Albatros D.III
(Oeffag series 53)
History  

Early in World War One, the Austro-Hungarian company Oesterreichische Daimler
Motoren AG was given permission to establish a modern aircraft factory and on March
3, 1915, the Oesterreichische Flugzeugfabrik AG (Oeffag) was established.  In August
1916 Oeffag became impressed with the performance of the German Albatros fighters
and obtained the license to produce them starting with the D.II model.

As Albatros improved their D.II to incorporate new "sesquiplane or Nieuport" style
wings, Oeffag remained in step.  Oeffag maintained common fuselage, undercarriage
and tail surfaces with the D.II but were not content with the German wing design and
developed a much stronger wing and airframe.  In the process, they created a strong,
beautifully crafted airplane that could take an engine of increasing power without
extensive modification.  The initial Oeffag D.III utilized the Daimler 185 hp engine in
place of the 160 hp Mercedes of the German version. This provided greater top speed,
and rate of climb.  The design remained in production until the end of the war in three
different series.  The first series, series 53 is the subject of this Roden kit.

The Kit:  This kit is a recent release from Roden.  It is noted that a number of extra
parts are included in the kit. Roden use many of the same sprues to build other
versions of the Oeffag D.II and D.III.  The kit is cleanly molded and includes markings
for five aircraft.

Construction:  Construction starts with the engine.  It is well detailed and assembles
easily.  Note-the instructions call for parts 11F, the gun barrels, to be assembled with
the engine.  I found it easier to hold off and install these parts after the engine is
mounted into the fuselage.  Also, I waited until final assembly to install the exhaust
system, part 9F.

The fuselage is detailed on the inside and contains a basic seat and control stick.  I
added lead foil seat belts and accentuated some of the interior stringers.  I also added
a couple of
instruments to the underside of the top deck similar to photos.  Finally, a
vent on each side of the fuselage needs to be removed on this version.  The plans
show this clearly.  The plans seem to show that the control stick and rudder pedals are
installed into one fuselage side before assembly of the fuselage.  This does not work
well.  I ended up gluing the fuselage together and then trimming the control column
and rudder pedals to fit.  The joint at the front of the fuselage where the fuselage
sides, the top deck and the nose cone come together is tricky.  It is best to make sure
that the top deck is lined up with the front of the fuselage so that the nose cone will
come close to fitting.  The joint at the rear of the top deck can be easily filled and
sanded if needed.

- Set tasks -
1: Summarize the Albatros D.III text in two sentences.
2: Quote the stored items from the start of the records through the line containing "[0,0,320,82]".
The text and the records that follow come from separate, unrelated sources.

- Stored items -
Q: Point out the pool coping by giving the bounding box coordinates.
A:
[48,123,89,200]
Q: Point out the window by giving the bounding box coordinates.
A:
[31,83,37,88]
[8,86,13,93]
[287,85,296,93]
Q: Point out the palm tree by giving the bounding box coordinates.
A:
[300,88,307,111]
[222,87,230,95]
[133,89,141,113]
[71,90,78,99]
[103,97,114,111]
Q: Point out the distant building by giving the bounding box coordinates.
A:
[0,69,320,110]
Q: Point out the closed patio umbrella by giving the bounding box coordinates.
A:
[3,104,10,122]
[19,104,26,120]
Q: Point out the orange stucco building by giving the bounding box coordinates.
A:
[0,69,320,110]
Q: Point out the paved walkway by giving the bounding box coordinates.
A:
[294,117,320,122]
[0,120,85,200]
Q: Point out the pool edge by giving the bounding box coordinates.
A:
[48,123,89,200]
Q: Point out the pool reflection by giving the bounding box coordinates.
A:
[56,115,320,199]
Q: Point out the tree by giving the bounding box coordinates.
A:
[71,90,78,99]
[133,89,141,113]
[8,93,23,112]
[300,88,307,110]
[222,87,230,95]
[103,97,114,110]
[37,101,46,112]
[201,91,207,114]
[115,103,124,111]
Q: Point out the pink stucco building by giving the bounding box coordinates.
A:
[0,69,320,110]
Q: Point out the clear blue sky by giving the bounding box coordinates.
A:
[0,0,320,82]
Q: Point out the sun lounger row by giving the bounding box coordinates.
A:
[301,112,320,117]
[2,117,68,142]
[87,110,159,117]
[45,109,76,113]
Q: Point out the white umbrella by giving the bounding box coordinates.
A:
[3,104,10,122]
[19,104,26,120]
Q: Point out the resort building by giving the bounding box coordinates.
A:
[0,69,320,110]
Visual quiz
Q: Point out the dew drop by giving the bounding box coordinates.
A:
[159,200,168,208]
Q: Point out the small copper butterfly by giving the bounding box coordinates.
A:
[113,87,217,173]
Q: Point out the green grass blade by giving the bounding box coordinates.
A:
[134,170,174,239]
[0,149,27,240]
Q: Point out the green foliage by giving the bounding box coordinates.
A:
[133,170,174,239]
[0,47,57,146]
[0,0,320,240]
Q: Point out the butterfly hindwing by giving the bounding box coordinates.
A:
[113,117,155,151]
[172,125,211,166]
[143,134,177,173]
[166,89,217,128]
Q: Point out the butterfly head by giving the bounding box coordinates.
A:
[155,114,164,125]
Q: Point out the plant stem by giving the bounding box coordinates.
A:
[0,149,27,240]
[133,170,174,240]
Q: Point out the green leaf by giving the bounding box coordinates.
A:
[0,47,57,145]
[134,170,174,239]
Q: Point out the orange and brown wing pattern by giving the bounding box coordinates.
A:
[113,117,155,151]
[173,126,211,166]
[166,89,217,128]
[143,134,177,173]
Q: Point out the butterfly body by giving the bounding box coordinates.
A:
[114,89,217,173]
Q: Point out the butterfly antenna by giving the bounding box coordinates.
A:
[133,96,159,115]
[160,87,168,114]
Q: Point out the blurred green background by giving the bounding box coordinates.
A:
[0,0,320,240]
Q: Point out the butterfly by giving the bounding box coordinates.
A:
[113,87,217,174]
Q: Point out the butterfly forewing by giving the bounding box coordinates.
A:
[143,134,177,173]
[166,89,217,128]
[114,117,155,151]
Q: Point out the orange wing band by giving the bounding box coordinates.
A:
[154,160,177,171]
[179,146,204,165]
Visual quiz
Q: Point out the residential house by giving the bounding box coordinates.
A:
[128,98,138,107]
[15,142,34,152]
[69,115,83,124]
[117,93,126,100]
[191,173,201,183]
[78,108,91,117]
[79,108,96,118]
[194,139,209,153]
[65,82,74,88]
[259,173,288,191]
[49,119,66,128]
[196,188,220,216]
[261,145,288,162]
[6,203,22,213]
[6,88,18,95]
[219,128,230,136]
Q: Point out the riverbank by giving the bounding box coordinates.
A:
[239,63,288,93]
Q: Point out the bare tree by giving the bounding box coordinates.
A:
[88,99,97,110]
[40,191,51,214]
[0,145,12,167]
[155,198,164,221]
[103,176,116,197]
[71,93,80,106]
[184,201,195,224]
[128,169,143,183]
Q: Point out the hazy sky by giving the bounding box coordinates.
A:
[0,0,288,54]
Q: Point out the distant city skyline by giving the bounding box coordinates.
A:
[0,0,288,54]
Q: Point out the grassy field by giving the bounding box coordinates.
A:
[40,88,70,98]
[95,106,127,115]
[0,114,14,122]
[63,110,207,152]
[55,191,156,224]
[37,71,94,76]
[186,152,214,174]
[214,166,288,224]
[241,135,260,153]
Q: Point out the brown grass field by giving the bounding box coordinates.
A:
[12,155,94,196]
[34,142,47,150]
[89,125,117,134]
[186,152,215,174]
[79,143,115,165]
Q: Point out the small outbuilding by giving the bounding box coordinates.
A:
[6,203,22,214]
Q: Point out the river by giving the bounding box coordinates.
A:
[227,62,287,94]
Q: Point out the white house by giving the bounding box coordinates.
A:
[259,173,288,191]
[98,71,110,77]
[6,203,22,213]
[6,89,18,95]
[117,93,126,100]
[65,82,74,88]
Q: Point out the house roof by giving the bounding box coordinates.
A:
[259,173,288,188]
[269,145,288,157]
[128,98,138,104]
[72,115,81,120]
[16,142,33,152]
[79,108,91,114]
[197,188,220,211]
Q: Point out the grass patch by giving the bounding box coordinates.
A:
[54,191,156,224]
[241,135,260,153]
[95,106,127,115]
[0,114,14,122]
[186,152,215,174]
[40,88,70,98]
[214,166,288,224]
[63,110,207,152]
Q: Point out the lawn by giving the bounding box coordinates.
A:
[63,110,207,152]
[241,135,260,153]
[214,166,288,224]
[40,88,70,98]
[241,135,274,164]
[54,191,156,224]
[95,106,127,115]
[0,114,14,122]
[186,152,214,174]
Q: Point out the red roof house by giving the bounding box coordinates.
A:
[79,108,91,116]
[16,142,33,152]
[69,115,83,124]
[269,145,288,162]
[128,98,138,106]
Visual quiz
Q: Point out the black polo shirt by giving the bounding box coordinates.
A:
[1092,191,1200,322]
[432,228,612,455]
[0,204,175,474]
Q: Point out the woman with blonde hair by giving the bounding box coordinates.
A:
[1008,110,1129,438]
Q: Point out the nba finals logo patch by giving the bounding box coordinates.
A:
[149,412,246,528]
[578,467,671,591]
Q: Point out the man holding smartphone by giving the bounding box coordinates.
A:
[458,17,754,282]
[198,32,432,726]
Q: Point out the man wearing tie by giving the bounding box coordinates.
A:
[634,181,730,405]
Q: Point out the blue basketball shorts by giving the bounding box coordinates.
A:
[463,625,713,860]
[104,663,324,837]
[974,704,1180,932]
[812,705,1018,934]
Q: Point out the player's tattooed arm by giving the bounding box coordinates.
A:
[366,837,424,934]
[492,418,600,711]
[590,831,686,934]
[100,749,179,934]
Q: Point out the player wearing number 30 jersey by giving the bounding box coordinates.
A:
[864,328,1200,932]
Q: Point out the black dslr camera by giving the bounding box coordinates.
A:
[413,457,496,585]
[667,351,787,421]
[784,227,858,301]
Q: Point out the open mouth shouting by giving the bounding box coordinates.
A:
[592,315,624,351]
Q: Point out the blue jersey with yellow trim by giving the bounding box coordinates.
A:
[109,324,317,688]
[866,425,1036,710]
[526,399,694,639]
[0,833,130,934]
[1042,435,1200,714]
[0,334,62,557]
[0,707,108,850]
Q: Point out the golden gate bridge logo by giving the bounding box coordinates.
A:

- Solutions to the problems -
1: Oeffag, an Austro-Hungarian aircraft factory established in 1915, licensed the German Albatros fighters and developed the D.III with a much stronger wing and airframe and a 185 hp Daimler engine, and Roden's recent kit depicts its first series, series 53. The kit is cleanly molded with markings for five aircraft, and construction starts with a well-detailed engine, though the fuselage takes care with the control stick, rudder pedals and the joint at the front.

2:
Q: Point out the pool coping by giving the bounding box coordinates.
A:
[48,123,89,200]
Q: Point out the window by giving the bounding box coordinates.
A:
[31,83,37,88]
[8,86,13,93]
[287,85,296,93]
Q: Point out the palm tree by giving the bounding box coordinates.
A:
[300,88,307,111]
[222,87,230,95]
[133,89,141,113]
[71,90,78,99]
[103,97,114,111]
Q: Point out the distant building by giving the bounding box coordinates.
A:
[0,69,320,110]
Q: Point out the closed patio umbrella by giving the bounding box coordinates.
A:
[3,104,10,122]
[19,104,26,120]
Q: Point out the orange stucco building by giving the bounding box coordinates.
A:
[0,69,320,110]
Q: Point out the paved walkway by giving the bounding box coordinates.
A:
[294,117,320,122]
[0,120,85,200]
Q: Point out the pool edge by giving the bounding box coordinates.
A:
[48,123,89,200]
Q: Point out the pool reflection by giving the bounding box coordinates.
A:
[56,115,320,199]
Q: Point out the tree by giving the bounding box coordinates.
A:
[71,90,78,99]
[133,89,141,113]
[8,93,23,112]
[300,88,307,110]
[222,87,230,95]
[103,97,114,110]
[37,101,46,112]
[201,91,207,114]
[115,103,124,111]
Q: Point out the pink stucco building by giving the bounding box coordinates.
A:
[0,69,320,110]
Q: Point out the clear blue sky by giving the bounding box coordinates.
A:
[0,0,320,82]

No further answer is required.